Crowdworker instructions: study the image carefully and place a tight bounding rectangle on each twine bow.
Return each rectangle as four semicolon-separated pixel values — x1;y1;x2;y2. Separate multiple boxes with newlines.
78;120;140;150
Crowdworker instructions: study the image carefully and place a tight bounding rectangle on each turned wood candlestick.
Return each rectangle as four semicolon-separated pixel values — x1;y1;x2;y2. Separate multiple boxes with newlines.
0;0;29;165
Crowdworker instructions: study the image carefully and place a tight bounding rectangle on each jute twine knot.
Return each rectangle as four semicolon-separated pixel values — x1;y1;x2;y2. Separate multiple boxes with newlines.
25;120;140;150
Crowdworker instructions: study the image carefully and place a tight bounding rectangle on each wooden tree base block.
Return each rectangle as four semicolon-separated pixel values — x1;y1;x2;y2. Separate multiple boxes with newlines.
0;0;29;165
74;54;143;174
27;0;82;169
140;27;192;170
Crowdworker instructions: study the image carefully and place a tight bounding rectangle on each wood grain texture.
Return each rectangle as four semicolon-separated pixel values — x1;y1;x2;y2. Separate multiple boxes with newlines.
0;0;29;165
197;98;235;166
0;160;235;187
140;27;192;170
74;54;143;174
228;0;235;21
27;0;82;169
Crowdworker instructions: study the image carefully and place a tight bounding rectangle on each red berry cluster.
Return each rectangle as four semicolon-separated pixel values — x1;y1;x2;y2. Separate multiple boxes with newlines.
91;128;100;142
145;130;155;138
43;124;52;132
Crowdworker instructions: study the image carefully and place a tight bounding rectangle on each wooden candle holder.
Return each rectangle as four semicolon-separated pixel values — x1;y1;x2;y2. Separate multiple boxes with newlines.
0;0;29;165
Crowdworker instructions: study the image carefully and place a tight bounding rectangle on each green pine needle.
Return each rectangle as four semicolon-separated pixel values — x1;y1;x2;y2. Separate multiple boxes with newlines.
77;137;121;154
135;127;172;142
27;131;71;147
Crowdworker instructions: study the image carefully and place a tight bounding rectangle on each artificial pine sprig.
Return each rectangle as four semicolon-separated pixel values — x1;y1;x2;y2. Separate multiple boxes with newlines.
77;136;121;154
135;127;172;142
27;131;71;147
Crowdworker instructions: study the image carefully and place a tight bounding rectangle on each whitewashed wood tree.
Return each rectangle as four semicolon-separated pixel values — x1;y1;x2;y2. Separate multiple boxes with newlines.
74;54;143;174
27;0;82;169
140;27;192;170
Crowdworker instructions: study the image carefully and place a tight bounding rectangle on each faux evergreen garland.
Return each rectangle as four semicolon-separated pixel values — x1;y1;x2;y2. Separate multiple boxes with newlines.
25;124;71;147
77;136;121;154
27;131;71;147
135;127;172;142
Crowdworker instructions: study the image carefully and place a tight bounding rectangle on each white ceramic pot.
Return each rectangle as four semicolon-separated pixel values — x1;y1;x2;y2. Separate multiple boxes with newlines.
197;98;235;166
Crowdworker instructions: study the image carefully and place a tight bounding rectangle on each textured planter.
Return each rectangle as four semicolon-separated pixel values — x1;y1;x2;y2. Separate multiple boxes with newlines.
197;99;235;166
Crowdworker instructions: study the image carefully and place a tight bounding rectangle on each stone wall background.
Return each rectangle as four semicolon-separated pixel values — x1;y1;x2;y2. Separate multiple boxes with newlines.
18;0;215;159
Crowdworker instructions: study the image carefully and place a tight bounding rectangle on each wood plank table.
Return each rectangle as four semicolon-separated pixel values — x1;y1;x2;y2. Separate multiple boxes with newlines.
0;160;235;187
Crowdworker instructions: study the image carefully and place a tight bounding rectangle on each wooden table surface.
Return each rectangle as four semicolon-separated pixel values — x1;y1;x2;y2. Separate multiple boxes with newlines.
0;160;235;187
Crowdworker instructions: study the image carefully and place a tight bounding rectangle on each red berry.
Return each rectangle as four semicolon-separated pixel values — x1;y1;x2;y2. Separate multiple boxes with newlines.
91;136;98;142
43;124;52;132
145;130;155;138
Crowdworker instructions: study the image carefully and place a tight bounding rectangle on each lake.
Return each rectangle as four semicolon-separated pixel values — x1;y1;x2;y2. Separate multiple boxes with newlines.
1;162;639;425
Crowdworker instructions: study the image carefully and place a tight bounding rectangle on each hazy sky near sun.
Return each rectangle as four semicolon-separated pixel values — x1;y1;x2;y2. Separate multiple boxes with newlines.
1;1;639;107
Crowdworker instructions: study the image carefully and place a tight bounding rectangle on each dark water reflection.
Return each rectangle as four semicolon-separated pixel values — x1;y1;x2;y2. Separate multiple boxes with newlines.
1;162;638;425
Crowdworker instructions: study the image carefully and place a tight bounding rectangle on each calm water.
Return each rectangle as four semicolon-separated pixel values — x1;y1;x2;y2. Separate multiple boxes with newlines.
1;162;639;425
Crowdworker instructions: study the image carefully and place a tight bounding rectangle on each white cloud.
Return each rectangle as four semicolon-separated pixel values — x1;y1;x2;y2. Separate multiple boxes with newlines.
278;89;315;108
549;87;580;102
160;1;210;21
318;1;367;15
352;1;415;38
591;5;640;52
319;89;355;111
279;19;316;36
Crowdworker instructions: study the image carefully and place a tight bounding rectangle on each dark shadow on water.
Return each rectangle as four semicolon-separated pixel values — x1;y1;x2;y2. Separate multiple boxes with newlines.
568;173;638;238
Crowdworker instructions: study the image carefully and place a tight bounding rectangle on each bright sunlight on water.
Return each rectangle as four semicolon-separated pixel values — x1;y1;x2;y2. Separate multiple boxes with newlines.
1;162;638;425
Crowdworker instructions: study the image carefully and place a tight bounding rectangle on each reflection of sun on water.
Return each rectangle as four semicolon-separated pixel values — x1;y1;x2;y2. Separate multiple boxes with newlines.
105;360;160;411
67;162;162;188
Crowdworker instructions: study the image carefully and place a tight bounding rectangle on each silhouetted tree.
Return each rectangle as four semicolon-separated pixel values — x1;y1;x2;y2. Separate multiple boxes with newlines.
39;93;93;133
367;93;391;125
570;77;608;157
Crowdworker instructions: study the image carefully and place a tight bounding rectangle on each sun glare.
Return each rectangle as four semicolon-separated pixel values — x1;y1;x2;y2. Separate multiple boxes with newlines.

++++++++++++++++++++

> [TASK DESCRIPTION] Identify every line in the rows above that contains the word "berry", and copy each of those lines in full. Case counts.

> [ANSWER BELOW]
Crowdworker instructions: study the image carefully and place a tight bounding rectangle on each red berry cluster.
Crowdworker instructions: study the image carefully and place a tight bounding rectangle on each red berry.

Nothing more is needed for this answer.